╭─ Data for this exercise

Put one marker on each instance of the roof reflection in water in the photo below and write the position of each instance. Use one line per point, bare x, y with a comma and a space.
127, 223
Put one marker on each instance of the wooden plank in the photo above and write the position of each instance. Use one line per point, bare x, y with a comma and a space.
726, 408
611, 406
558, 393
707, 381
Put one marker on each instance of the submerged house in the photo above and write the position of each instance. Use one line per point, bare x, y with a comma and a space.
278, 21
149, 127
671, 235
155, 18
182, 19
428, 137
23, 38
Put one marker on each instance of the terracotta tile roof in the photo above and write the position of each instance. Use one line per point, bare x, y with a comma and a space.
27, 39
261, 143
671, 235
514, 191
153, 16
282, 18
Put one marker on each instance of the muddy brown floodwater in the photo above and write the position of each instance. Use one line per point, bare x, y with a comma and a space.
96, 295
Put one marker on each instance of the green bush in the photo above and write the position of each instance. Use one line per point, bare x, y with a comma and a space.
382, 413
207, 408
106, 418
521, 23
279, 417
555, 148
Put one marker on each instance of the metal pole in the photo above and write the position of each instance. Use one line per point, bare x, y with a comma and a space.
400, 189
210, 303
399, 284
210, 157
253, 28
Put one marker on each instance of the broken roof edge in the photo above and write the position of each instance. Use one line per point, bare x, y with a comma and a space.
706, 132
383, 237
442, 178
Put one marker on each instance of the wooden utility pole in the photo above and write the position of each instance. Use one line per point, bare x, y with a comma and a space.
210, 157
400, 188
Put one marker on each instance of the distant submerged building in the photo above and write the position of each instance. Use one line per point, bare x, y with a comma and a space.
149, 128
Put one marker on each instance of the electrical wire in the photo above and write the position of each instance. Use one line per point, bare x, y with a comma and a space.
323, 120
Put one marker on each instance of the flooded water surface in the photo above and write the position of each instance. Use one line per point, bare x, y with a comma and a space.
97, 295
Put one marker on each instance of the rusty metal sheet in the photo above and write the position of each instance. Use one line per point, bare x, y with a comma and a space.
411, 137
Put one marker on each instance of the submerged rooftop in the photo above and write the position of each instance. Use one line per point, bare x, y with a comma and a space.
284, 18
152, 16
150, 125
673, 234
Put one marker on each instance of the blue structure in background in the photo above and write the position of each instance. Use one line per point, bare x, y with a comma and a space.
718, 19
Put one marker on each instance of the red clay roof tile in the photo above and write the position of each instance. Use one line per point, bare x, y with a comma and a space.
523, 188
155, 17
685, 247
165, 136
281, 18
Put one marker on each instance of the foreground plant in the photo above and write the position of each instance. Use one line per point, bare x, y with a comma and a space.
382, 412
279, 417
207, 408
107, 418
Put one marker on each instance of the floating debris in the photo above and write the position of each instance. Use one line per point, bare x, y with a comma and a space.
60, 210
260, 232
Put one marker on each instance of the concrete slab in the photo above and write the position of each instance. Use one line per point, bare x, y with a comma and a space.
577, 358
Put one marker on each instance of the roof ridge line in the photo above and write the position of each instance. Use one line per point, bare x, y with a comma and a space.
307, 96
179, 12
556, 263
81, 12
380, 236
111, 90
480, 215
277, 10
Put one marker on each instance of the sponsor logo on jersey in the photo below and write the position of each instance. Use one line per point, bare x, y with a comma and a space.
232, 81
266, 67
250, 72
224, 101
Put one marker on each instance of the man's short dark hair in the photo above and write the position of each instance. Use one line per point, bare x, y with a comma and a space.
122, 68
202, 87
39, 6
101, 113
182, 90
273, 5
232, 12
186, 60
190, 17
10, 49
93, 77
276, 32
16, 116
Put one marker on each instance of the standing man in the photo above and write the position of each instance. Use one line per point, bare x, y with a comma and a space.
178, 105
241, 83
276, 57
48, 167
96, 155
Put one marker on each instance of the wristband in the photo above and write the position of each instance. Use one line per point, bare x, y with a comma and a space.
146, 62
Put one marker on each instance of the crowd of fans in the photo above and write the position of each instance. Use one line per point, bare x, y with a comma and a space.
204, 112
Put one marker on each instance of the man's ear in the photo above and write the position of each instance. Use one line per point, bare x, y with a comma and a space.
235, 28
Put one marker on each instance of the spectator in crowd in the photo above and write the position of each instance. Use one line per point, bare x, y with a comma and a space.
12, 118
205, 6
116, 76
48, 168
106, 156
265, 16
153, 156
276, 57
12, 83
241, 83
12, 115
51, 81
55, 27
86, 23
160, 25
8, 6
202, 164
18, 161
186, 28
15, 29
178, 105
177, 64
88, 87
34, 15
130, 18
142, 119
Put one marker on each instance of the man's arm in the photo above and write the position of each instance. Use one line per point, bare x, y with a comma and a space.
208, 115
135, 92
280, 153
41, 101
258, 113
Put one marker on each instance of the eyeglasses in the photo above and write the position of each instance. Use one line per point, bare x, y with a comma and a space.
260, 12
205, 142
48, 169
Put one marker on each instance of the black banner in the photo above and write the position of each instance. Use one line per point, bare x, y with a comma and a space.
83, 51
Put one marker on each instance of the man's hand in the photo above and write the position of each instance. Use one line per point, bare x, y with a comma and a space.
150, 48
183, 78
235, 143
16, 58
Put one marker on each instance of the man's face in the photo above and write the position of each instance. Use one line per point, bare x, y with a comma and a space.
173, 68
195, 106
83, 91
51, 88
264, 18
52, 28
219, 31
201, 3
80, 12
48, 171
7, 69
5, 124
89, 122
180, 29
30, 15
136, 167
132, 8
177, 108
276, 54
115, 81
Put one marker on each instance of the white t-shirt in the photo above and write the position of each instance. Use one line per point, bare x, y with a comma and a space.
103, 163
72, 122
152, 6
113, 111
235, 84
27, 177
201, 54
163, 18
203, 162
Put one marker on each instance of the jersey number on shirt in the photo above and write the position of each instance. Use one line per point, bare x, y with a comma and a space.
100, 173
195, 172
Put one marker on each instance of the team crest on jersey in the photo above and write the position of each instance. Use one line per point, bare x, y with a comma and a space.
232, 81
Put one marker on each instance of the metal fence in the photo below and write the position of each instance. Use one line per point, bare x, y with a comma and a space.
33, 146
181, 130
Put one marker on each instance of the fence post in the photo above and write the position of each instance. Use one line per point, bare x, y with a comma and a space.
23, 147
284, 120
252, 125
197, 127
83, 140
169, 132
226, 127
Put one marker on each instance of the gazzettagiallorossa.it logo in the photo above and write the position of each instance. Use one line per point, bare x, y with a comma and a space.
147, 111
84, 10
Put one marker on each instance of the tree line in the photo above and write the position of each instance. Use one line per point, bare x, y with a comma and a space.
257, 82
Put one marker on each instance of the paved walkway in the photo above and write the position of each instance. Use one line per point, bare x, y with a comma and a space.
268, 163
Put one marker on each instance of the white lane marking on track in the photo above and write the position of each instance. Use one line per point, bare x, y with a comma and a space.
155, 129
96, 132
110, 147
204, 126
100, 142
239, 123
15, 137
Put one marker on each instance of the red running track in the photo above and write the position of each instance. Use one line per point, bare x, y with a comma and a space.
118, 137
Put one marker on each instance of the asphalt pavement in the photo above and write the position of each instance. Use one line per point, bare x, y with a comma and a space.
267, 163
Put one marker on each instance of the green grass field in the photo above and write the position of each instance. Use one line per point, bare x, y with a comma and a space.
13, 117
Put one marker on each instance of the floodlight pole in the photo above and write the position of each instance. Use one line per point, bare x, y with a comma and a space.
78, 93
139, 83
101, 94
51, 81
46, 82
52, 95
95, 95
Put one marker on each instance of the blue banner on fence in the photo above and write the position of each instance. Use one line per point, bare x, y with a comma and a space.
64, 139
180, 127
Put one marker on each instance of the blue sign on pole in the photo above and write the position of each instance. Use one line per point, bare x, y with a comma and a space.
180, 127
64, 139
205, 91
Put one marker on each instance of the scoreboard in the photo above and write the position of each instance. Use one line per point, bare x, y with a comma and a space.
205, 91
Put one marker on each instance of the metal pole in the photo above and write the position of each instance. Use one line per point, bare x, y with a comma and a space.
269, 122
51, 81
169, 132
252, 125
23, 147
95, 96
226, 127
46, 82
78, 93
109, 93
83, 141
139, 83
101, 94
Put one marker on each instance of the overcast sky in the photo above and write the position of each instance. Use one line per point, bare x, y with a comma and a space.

╰─

Work to complete
Using the records above, please retype only the run of lines from the line holding "Put one marker on each instance of the blue sign" through the last line, both ends included.

Task output
Put one marker on each instance of the blue sign on pole in the photo above and write the position of each instance. Use one line per point, bare x, y with a comma and a space.
180, 127
64, 139
205, 91
Put one marker on each instance of the scoreboard in the photo above and write the position of each instance. Use one line per point, bare x, y with a comma and a space.
205, 91
Put one marker on each instance of the metal pole in the photo above and write the position of each instance. Use one line per point, bare x, y with a comma and a space.
269, 122
51, 81
169, 132
252, 125
23, 147
95, 96
226, 127
46, 82
78, 93
109, 93
83, 141
139, 83
101, 94
Put one marker on each instance of the overcast sky in the photo above and write the position of each instance. Use one line per point, bare x, y with a comma and a space.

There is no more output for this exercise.